Data extract:
--- Begin ---
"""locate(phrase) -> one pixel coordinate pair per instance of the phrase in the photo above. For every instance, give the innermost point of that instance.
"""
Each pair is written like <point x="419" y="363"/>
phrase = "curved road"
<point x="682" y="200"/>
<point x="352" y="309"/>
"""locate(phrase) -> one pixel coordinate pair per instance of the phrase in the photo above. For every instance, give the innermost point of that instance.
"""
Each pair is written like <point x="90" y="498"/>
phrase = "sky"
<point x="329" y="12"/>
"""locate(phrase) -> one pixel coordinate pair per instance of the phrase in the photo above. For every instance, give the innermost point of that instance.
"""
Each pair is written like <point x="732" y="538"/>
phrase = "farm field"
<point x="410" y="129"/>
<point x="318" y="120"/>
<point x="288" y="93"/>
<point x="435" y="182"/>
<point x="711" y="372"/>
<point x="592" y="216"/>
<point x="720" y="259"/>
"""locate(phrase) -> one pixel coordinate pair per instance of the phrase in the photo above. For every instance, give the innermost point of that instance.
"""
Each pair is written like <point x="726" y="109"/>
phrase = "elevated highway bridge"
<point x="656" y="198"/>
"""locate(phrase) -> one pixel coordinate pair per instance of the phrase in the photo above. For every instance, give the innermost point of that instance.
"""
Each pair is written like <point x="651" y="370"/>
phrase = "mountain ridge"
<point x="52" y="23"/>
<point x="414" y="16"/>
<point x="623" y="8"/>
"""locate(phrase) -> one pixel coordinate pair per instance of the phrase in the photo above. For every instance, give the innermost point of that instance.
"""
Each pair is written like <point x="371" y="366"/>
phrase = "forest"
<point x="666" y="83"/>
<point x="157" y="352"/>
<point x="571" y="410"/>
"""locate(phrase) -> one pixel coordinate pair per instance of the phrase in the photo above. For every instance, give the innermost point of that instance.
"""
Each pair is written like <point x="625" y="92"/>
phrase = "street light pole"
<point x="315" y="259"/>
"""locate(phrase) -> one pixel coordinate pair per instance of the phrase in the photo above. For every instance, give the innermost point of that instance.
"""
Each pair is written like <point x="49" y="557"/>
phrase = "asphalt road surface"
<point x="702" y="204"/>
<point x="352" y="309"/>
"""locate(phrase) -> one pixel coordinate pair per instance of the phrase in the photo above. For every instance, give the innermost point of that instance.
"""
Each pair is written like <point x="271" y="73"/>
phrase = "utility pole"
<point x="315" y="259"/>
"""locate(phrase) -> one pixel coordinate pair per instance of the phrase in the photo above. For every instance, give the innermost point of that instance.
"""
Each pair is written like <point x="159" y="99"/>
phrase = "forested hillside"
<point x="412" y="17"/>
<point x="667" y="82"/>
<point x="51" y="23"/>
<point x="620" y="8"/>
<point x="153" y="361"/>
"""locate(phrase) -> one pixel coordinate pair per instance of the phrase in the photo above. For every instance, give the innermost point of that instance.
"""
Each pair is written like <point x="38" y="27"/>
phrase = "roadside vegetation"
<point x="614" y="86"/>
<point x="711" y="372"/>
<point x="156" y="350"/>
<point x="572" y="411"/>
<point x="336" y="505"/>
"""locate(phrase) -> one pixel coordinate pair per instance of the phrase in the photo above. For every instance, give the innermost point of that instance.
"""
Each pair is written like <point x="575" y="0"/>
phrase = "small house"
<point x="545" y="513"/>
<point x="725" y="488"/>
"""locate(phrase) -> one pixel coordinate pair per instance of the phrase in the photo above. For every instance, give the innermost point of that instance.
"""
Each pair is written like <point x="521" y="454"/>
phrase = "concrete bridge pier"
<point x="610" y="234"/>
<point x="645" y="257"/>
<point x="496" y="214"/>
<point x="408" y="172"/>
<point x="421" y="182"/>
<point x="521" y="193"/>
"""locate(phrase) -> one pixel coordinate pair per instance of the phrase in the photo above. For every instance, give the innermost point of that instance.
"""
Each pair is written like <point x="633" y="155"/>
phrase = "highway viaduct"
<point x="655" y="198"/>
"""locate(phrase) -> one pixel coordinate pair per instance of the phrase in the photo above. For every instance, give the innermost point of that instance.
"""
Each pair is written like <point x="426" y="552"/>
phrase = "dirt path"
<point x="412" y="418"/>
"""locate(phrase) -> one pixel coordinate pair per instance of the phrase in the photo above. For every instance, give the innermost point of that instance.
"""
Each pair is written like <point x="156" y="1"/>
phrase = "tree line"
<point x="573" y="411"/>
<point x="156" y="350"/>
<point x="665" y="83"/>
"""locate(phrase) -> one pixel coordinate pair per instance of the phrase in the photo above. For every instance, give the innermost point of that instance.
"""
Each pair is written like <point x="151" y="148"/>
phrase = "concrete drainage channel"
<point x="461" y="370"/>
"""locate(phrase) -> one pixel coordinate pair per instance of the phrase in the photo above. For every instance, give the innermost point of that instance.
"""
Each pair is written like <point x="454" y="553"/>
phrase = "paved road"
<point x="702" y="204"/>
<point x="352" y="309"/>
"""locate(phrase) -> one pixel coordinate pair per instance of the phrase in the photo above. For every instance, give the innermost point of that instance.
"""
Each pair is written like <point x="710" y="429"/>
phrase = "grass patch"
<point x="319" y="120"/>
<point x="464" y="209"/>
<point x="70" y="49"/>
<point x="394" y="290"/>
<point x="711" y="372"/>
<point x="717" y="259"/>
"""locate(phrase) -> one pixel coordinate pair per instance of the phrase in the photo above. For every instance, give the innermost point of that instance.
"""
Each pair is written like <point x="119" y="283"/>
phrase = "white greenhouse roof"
--- End ---
Task goal: Quote the entire listing above exactly.

Worked solution:
"""locate(phrase) -> one pixel coordinate pair per instance of the phrase in the photo above. For every instance, give the innermost point of that instance.
"""
Each pair is written like <point x="419" y="363"/>
phrase = "curved road"
<point x="682" y="200"/>
<point x="352" y="309"/>
"""locate(phrase) -> one pixel coordinate pair per instance of the phrase in the photo above. For every instance, give the innermost point of that instance.
"""
Each pair is written like <point x="90" y="498"/>
phrase = "sky"
<point x="329" y="12"/>
"""locate(phrase) -> one pixel coordinate pair per instance of the phrase in the photo above. For every instance, give the innermost point of that instance.
"""
Each pair is written like <point x="732" y="538"/>
phrase = "farm field"
<point x="410" y="129"/>
<point x="318" y="120"/>
<point x="288" y="93"/>
<point x="435" y="182"/>
<point x="711" y="372"/>
<point x="592" y="216"/>
<point x="720" y="259"/>
"""locate(phrase) -> one pixel coordinate pair per instance of the phrase in the photo above. For every instance, give the innermost point of that instance.
"""
Each pair is written like <point x="726" y="109"/>
phrase = "elevated highway bridge"
<point x="656" y="198"/>
"""locate(phrase) -> one pixel coordinate pair per instance of the phrase in the photo above. For every instance, give the innermost point of that instance.
"""
Each pair is written like <point x="651" y="370"/>
phrase = "mountain ridge"
<point x="52" y="23"/>
<point x="414" y="16"/>
<point x="623" y="8"/>
"""locate(phrase) -> one pixel coordinate pair per instance of the phrase in the photo above. For every instance, give the innermost point of that instance.
"""
Each pair is written like <point x="371" y="366"/>
phrase = "forest"
<point x="666" y="83"/>
<point x="157" y="352"/>
<point x="571" y="410"/>
"""locate(phrase) -> one pixel coordinate pair per instance of the phrase in the photo above. For every instance, give the innermost point of that instance.
"""
Each pair is written like <point x="625" y="92"/>
phrase = "street light pole"
<point x="315" y="259"/>
"""locate(phrase) -> one pixel coordinate pair per instance of the phrase in the photo above. For every instance, give the innermost point of that instance.
"""
Each pair is written like <point x="49" y="557"/>
phrase = "asphalt road surface"
<point x="702" y="204"/>
<point x="352" y="309"/>
"""locate(phrase) -> one pixel coordinate pair per instance of the phrase in the photo above. For every instance, give the innermost point of that instance.
"""
Each pair is written like <point x="271" y="73"/>
phrase = "utility pole"
<point x="315" y="259"/>
"""locate(phrase) -> one pixel coordinate pair per instance of the phrase in the photo above. For every instance, give the innermost point of that instance.
"""
Each pair is written like <point x="159" y="99"/>
phrase = "forested hillside"
<point x="412" y="17"/>
<point x="667" y="82"/>
<point x="51" y="23"/>
<point x="620" y="8"/>
<point x="153" y="361"/>
"""locate(phrase) -> one pixel coordinate pair per instance of the phrase in the photo above. For every instance, give the innermost point of that instance.
"""
Each pair is written like <point x="38" y="27"/>
phrase = "roadside vegetation"
<point x="614" y="86"/>
<point x="711" y="372"/>
<point x="156" y="350"/>
<point x="572" y="411"/>
<point x="336" y="505"/>
"""locate(phrase) -> one pixel coordinate pair per instance of the phrase in the photo above. For every instance, give the innermost point of that instance.
"""
Each pair is written like <point x="575" y="0"/>
phrase = "small house"
<point x="545" y="513"/>
<point x="725" y="488"/>
"""locate(phrase) -> one pixel coordinate pair per instance of the phrase in the photo above. For every instance, give the innermost point of that instance.
"""
Each pair is written like <point x="521" y="454"/>
phrase = "concrete bridge pier"
<point x="610" y="234"/>
<point x="645" y="257"/>
<point x="496" y="214"/>
<point x="408" y="172"/>
<point x="421" y="182"/>
<point x="521" y="193"/>
"""locate(phrase) -> one pixel coordinate pair per instance of the phrase in the photo above. For every instance, give the innermost point of that instance.
"""
Each pair is written like <point x="633" y="155"/>
phrase = "highway viaduct"
<point x="655" y="198"/>
"""locate(phrase) -> one pixel coordinate pair per instance of the phrase in the photo above. For every instance, give the innermost point of that instance.
"""
Each pair is written like <point x="426" y="552"/>
phrase = "dirt path"
<point x="412" y="418"/>
"""locate(phrase) -> one pixel coordinate pair per instance of the phrase in the photo above. For every instance, give the innermost point of that instance.
"""
Each pair is written like <point x="156" y="1"/>
phrase = "tree line"
<point x="573" y="411"/>
<point x="156" y="350"/>
<point x="665" y="83"/>
"""locate(phrase) -> one pixel coordinate pair per instance of the phrase in the photo above. For every instance, give the innermost point of that instance.
"""
Each pair is written like <point x="151" y="148"/>
phrase = "concrete drainage channel"
<point x="461" y="370"/>
"""locate(phrase) -> one pixel coordinate pair per instance of the phrase in the photo above. For every instance, give the innermost point of that instance.
"""
Each pair is written like <point x="454" y="553"/>
phrase = "paved road"
<point x="702" y="204"/>
<point x="352" y="309"/>
"""locate(phrase) -> one pixel coordinate pair per instance of the phrase in the photo above. For every instance, give the innermost point of that instance.
"""
Each pair is written like <point x="710" y="429"/>
phrase = "grass patch"
<point x="319" y="120"/>
<point x="464" y="209"/>
<point x="70" y="49"/>
<point x="394" y="290"/>
<point x="711" y="372"/>
<point x="717" y="259"/>
"""locate(phrase) -> one pixel coordinate pair per instance of the phrase in the photo above. For every instance, give the innermost point of that instance.
"""
Each pair is written like <point x="119" y="283"/>
phrase = "white greenhouse roof"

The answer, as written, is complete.